* _Action item_
The copy you give must match the lines from the top of the data through the line containing "Target: firework burst" exactly, and it must hold no pictures.

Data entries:

====

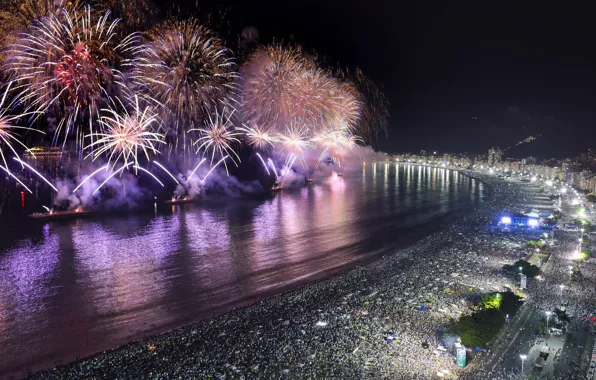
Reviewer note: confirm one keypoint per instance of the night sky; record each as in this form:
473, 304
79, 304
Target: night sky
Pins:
460, 77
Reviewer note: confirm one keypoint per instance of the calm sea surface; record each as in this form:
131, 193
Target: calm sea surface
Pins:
74, 288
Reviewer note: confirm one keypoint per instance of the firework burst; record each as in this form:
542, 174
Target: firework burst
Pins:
257, 137
268, 93
8, 129
217, 138
66, 63
187, 70
295, 139
126, 135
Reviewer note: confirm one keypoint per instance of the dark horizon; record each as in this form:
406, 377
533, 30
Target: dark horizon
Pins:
460, 78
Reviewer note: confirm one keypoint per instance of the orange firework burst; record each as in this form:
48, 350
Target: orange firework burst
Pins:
187, 69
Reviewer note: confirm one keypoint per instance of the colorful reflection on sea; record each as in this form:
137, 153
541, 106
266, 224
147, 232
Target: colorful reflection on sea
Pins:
70, 289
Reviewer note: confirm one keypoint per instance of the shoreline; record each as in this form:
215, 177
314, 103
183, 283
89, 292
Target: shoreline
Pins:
290, 315
241, 319
144, 331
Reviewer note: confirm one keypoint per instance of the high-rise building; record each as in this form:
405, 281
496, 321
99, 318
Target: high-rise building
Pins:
494, 156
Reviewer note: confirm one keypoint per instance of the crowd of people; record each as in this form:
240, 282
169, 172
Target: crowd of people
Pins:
385, 319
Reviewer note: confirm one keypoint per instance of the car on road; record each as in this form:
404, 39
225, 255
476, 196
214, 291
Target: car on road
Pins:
555, 331
542, 358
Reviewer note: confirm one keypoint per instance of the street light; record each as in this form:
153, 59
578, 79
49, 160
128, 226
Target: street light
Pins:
523, 358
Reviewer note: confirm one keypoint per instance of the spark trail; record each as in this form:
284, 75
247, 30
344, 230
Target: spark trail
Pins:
16, 179
264, 164
151, 174
112, 175
36, 172
166, 170
89, 177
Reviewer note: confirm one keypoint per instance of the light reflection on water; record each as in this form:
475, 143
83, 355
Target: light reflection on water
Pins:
74, 288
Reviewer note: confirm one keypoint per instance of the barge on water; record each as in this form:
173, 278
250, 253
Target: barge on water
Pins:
53, 215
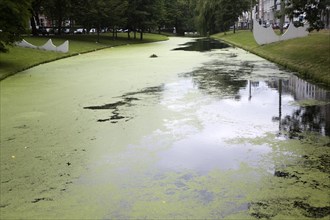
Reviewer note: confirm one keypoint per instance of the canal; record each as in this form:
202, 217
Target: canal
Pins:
202, 130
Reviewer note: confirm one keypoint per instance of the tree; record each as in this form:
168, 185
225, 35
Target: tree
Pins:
58, 11
219, 15
14, 21
312, 9
35, 10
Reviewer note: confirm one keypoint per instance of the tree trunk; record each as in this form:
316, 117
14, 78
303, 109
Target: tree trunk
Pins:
282, 19
34, 26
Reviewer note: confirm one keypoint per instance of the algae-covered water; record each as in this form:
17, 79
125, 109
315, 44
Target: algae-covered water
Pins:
116, 134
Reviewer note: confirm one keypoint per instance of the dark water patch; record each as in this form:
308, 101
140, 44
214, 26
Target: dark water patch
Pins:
307, 119
107, 106
128, 100
203, 45
4, 206
312, 212
147, 91
41, 199
219, 82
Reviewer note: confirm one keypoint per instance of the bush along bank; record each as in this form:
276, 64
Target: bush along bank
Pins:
308, 56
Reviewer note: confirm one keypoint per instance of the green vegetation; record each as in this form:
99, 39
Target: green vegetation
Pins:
309, 56
18, 59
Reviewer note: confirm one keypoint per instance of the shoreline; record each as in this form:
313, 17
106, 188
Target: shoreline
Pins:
304, 68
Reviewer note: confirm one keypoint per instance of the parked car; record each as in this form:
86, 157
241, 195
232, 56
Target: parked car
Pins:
286, 25
92, 30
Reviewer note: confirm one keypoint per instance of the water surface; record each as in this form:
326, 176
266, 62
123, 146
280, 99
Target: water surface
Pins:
218, 134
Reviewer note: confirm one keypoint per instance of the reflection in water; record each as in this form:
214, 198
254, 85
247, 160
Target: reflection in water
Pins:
301, 106
312, 116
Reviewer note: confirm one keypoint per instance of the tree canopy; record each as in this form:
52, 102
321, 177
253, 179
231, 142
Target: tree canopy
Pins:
205, 16
311, 9
14, 21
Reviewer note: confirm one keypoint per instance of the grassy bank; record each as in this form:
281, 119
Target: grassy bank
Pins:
19, 59
309, 56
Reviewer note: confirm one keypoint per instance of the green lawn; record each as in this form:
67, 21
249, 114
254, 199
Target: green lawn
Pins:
309, 56
18, 58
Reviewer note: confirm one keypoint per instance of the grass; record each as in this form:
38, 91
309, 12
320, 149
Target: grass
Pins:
19, 59
308, 56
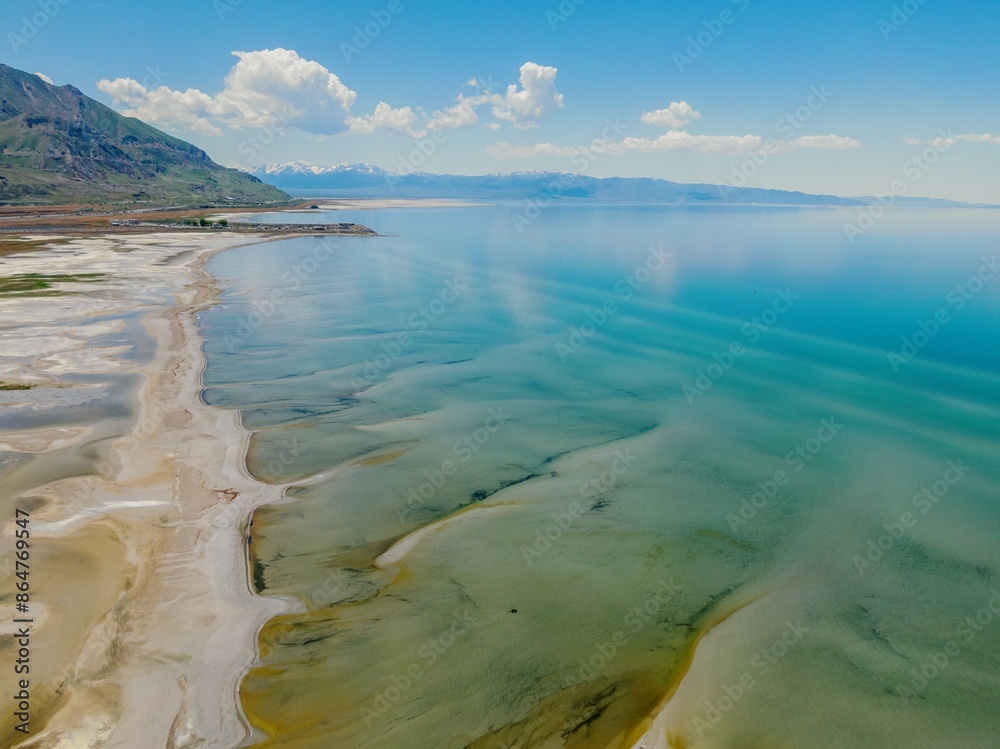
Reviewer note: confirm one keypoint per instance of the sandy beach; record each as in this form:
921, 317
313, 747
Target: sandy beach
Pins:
143, 621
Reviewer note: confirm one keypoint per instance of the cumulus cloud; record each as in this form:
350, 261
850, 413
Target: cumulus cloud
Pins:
678, 114
400, 121
523, 106
537, 97
947, 139
675, 116
951, 140
460, 115
271, 88
279, 90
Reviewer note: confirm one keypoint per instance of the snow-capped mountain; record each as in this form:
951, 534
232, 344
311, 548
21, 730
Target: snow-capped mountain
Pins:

====

* _Result for this exercise_
Reviewer note: confirm one keypoint per instance of the night sky; record each as in this form:
473, 304
79, 304
Target: night sky
Pins:
460, 77
Reviewer note: confirm one keypoint per instance of the calm sea surface; record each as in this form:
131, 193
Target: calm sea surface
Pins:
74, 288
Reviewer note: confirm one keypoint per instance of the firework burst; record each as in this form:
542, 174
Target: firework burst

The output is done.